Segment Start: Data for analysis

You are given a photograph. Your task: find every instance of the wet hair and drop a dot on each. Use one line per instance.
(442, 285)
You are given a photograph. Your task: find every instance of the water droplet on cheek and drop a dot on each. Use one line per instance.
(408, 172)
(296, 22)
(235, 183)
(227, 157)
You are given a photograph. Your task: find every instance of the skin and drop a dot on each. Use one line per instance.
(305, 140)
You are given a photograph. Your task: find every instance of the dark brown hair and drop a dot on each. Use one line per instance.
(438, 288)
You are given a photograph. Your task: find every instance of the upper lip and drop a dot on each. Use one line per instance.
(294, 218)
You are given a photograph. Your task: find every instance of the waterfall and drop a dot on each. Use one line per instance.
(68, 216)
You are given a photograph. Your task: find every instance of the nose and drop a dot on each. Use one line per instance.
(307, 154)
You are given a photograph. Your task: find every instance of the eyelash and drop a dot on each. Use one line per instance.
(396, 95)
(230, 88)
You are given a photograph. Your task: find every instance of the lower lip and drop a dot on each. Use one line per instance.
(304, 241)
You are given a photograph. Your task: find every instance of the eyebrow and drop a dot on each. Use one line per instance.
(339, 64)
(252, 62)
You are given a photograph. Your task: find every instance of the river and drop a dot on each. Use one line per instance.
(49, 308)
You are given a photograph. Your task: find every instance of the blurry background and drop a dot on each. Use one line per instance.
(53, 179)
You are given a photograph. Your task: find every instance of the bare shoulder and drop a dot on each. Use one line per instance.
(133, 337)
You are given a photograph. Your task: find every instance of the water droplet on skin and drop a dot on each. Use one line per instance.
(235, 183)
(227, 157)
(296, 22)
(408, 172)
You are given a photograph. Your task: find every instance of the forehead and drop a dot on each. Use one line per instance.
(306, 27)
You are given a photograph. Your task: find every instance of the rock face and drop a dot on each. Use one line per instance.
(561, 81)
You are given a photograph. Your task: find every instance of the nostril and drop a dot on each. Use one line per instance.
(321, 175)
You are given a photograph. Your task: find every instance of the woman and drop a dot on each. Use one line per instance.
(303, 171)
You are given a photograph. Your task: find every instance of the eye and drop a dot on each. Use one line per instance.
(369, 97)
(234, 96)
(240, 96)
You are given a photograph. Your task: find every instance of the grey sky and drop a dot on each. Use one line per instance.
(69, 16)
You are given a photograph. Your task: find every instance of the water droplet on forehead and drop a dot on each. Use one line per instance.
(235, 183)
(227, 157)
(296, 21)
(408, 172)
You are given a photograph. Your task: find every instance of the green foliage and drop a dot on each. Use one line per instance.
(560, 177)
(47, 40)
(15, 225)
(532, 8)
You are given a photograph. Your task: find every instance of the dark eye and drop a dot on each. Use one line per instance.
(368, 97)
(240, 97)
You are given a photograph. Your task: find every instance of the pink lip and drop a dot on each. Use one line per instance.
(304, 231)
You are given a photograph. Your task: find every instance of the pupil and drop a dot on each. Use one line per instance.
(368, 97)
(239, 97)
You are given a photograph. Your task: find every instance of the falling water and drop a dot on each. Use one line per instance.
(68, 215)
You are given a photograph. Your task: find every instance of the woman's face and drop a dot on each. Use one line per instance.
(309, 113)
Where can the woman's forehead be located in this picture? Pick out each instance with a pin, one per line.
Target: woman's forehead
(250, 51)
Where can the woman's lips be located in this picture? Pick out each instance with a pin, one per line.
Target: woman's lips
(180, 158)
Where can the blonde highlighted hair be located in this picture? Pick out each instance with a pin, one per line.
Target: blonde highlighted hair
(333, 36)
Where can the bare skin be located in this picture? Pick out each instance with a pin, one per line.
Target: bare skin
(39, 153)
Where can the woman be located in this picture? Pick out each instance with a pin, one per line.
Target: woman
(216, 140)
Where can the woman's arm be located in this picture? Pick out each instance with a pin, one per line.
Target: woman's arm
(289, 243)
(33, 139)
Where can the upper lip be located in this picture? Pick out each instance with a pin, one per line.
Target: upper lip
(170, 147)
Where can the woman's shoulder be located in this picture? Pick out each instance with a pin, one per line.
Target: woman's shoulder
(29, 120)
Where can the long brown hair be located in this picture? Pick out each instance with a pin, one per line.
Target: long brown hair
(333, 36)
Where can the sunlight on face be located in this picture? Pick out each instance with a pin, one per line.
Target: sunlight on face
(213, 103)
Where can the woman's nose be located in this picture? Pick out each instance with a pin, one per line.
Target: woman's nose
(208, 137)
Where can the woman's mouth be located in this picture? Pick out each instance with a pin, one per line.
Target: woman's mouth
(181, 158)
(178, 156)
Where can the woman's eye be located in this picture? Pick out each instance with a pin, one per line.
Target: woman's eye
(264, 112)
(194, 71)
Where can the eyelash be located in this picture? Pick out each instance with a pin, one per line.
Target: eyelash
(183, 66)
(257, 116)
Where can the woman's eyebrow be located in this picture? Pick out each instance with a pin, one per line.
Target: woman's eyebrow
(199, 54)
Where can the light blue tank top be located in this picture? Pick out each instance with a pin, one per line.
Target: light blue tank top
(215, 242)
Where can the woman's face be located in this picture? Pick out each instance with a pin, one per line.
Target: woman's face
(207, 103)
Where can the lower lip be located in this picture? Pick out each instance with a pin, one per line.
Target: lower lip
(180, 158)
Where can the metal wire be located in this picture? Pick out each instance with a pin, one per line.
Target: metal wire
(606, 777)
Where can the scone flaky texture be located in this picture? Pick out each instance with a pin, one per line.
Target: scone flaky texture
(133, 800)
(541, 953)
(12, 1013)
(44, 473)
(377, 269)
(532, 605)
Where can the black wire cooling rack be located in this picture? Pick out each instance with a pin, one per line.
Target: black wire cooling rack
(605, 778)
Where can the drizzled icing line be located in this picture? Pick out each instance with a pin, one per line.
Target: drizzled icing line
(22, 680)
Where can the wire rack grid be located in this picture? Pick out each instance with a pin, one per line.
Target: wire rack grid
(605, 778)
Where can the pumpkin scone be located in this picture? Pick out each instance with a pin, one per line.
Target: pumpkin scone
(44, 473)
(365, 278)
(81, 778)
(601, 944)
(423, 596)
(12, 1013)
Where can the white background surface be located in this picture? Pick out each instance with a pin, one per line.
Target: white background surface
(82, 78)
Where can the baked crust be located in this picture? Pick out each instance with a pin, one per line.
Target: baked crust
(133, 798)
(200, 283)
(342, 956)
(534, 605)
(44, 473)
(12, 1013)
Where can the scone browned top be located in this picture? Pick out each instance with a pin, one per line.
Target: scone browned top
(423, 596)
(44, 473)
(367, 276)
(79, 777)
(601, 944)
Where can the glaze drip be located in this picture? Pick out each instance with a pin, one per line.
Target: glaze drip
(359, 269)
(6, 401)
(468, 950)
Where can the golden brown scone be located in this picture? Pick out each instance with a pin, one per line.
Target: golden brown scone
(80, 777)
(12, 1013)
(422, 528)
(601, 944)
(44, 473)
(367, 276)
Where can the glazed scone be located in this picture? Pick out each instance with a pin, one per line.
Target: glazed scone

Segment End: Data for analysis

=== What you are asked to do ===
Look through the listing and return each line containing the word "glazed".

=== Exercise result ===
Where can the glazed scone be located in this picture? Pick out each instance with a pin, one per line.
Target: glazed scone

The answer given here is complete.